# Exercise materials:
============

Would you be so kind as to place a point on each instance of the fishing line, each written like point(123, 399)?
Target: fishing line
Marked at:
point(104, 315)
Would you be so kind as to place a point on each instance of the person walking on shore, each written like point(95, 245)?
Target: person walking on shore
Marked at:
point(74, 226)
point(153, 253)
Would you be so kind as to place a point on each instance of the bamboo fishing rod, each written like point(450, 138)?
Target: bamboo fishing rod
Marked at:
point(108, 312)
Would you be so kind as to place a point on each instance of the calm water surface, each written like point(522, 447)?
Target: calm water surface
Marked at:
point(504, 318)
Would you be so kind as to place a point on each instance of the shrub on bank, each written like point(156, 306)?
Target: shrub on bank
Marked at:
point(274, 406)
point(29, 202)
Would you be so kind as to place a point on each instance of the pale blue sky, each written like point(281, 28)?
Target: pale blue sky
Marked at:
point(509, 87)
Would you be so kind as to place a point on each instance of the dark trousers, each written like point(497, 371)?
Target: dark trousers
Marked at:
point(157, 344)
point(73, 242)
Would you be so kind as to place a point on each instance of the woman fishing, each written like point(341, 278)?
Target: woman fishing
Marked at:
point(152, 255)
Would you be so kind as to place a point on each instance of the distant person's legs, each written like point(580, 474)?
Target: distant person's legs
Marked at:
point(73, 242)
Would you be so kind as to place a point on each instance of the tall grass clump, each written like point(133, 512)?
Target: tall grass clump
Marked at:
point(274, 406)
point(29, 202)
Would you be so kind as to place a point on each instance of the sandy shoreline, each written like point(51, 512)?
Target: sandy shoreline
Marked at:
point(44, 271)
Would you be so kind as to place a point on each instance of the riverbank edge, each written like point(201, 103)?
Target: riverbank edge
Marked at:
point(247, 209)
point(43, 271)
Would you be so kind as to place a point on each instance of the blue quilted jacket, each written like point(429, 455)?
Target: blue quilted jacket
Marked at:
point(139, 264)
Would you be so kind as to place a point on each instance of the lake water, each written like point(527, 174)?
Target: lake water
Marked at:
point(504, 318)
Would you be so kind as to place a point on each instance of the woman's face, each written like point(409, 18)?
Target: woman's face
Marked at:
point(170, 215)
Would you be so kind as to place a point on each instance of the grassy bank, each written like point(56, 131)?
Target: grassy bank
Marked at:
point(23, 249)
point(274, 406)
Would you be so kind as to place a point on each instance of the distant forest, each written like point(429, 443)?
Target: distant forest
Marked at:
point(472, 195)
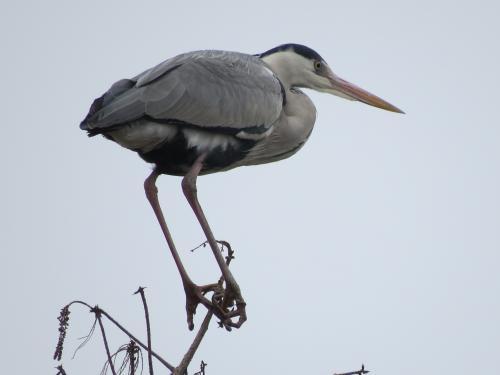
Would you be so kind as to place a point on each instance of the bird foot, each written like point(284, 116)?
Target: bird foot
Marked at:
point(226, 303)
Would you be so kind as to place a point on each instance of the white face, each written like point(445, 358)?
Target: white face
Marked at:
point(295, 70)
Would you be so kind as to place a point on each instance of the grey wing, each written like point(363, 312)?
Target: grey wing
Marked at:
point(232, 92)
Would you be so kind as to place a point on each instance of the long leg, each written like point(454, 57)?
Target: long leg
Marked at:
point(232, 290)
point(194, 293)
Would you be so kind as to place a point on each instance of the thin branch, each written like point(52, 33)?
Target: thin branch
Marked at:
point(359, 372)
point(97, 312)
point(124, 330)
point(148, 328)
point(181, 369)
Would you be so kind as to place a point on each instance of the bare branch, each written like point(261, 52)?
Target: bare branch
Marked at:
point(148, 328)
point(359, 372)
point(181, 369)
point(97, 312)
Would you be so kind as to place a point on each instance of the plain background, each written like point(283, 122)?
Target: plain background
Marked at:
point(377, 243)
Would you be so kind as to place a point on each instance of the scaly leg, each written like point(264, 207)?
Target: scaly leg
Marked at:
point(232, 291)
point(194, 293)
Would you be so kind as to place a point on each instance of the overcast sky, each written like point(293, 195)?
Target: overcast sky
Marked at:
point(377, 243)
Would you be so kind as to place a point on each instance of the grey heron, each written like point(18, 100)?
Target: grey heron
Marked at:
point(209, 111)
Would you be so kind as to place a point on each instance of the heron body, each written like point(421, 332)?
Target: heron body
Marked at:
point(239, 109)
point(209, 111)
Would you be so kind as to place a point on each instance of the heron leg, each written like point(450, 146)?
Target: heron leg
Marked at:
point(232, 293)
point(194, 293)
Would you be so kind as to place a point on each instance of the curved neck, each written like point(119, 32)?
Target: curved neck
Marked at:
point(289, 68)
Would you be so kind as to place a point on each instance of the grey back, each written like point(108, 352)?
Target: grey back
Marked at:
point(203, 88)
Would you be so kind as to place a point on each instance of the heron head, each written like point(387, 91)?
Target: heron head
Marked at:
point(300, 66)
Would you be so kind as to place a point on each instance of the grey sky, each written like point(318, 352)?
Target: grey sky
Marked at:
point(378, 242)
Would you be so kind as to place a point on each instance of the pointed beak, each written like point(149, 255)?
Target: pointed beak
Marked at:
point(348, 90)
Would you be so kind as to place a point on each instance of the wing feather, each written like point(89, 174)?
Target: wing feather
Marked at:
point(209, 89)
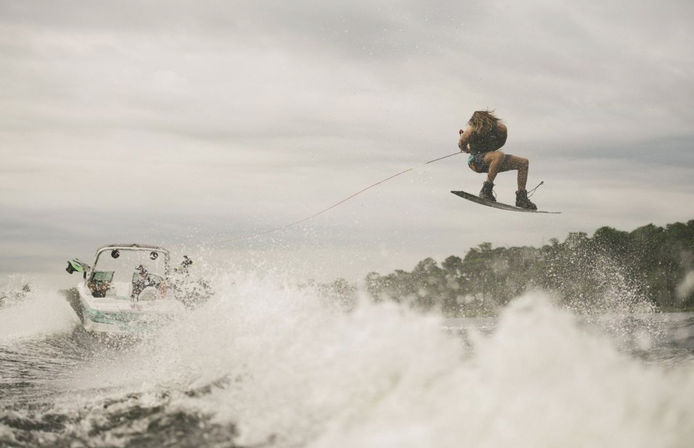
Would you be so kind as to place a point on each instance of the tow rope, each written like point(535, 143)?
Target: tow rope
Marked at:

============

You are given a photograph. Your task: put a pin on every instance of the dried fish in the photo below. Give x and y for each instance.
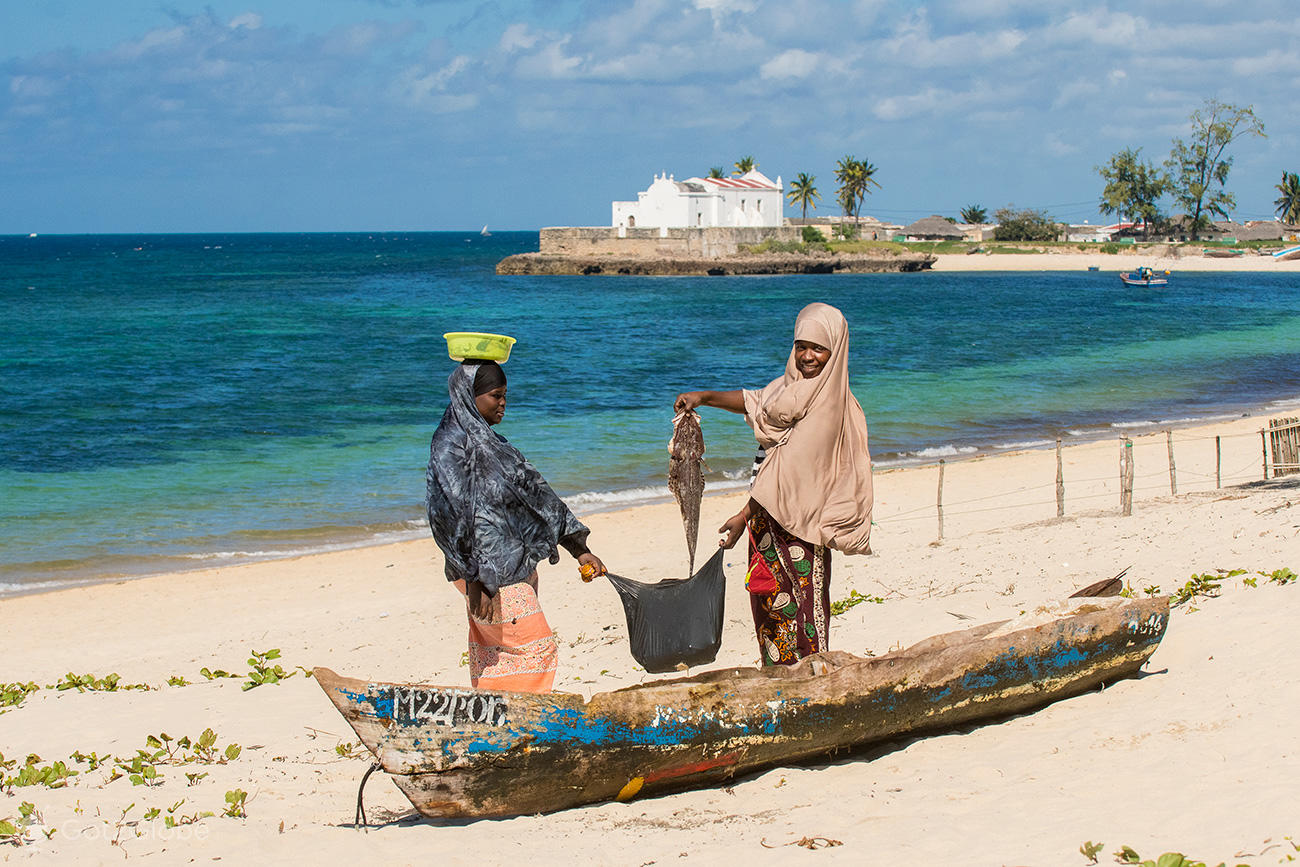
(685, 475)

============

# Exercise requirements:
What lines hold the string "pale"? Pick them out of the data.

# Final answer:
Would you be so kind as to place a point on each instance of the pale blue sky, each written like point(281, 28)?
Target: pale blue sky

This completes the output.